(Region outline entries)

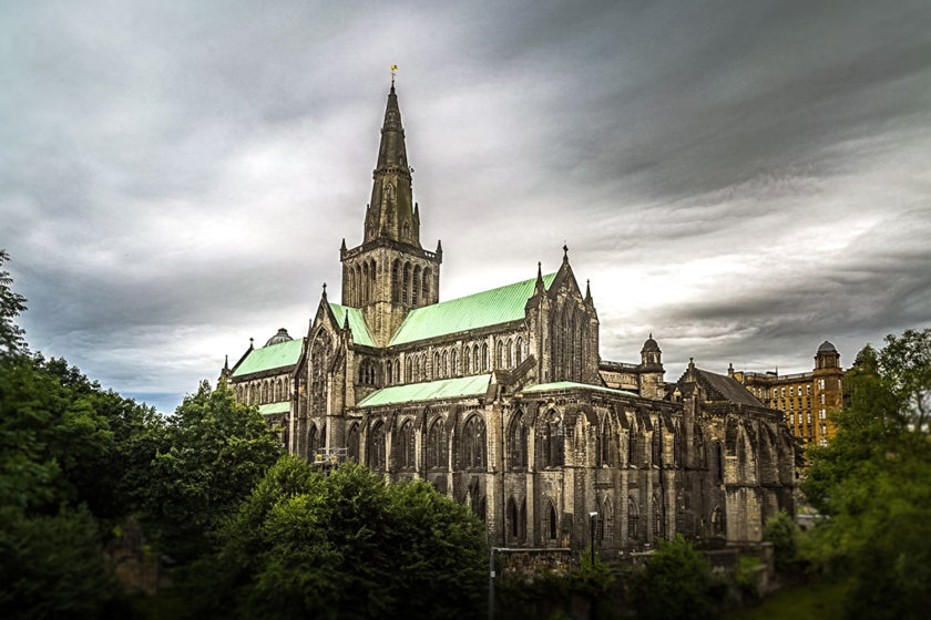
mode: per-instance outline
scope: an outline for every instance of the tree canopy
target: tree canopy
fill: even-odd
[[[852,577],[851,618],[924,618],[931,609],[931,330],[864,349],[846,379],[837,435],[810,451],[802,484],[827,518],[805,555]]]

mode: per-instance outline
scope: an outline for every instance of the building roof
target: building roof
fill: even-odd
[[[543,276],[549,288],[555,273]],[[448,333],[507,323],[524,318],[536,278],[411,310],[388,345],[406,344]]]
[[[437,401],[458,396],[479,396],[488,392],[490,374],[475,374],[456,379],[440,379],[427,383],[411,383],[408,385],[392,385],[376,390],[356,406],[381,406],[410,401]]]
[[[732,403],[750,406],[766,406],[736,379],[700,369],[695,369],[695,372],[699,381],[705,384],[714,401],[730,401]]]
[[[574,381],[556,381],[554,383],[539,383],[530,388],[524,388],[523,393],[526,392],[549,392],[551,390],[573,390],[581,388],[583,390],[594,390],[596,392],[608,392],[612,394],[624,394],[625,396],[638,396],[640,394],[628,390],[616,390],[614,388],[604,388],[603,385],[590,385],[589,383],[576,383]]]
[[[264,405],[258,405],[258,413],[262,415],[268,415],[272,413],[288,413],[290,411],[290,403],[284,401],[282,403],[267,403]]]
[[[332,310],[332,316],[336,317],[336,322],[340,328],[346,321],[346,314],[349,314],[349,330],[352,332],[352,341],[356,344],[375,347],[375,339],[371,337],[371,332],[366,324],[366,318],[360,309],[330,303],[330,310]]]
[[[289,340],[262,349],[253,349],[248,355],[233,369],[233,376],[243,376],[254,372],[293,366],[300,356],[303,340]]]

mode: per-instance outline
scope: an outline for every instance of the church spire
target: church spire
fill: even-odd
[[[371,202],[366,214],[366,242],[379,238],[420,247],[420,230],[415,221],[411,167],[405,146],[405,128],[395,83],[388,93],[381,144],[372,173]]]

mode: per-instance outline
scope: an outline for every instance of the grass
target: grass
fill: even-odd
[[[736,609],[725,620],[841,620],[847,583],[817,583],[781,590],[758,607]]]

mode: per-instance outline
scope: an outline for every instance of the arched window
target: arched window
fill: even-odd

- **EXERCISE OBJECTIVE**: Find every line above that contains the string "building", and copy each one.

- **ANSWER BELOW**:
scope: an outline for every instance of the building roof
target: building roof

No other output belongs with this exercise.